▶ _TEXTO PROPORCIONADO_
******************************
El problema se torna mayúsculo cuando lo que se dice, empapado en violencia, salta hacia el debate público de forma planificada y tiñe a la política con ese barniz como regla para la victoria.
Eso, sumado al contexto de excesiva información mediática con la que nos atragantamos todo el tiempo, parió hace unos años a un grupo de gente que se excita gritando y puteando estridentemente frente a la cámara, vociferando verdades absolutas con remate martinfierrero ¿Por qué? Porque llaman la atención de las audiencias de una forma ridículamente fácil. El botín, nuestra atención, es de ellos sin ninguna resistencia. Engañosos titulares sobre cuestiones políticas que aluden a que Fulano destrozó a Mengano» abundan en clics de espectadores sedientos de un espectáculo de circo romano que nunca es tal.
******************************
▶ _APLICA LO LEÍDO_
- A) Según el texto sobre la violencia en el debate político, ¿cuál es el botín?
- B) Copia el pasaje del texto sobre la violencia en el debate político desde "El problema se" hasta "nunca es tal.", ambos incluidos, y reemplaza "barniz" por "tinte".

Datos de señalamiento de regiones
******************************
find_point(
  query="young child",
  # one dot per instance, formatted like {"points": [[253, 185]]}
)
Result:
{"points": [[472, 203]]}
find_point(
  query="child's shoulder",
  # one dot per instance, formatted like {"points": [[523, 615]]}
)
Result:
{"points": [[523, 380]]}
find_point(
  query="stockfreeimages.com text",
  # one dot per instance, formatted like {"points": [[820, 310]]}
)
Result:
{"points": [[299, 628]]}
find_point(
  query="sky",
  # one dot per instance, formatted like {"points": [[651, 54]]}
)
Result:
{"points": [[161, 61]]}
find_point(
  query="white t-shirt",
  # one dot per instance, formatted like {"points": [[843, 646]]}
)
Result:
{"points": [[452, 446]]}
******************************
▶ _RESPUESTAS DEL EJERCICIO_
- A) Nuestra atención.

- B)
El problema se torna mayúsculo cuando lo que se dice, empapado en violencia, salta hacia el debate público de forma planificada y tiñe a la política con ese tinte como regla para la victoria.
Eso, sumado al contexto de excesiva información mediática con la que nos atragantamos todo el tiempo, parió hace unos años a un grupo de gente que se excita gritando y puteando estridentemente frente a la cámara, vociferando verdades absolutas con remate martinfierrero ¿Por qué? Porque llaman la atención de las audiencias de una forma ridículamente fácil. El botín, nuestra atención, es de ellos sin ninguna resistencia. Engañosos titulares sobre cuestiones políticas que aluden a que Fulano destrozó a Mengano» abundan en clics de espectadores sedientos de un espectáculo de circo romano que nunca es tal.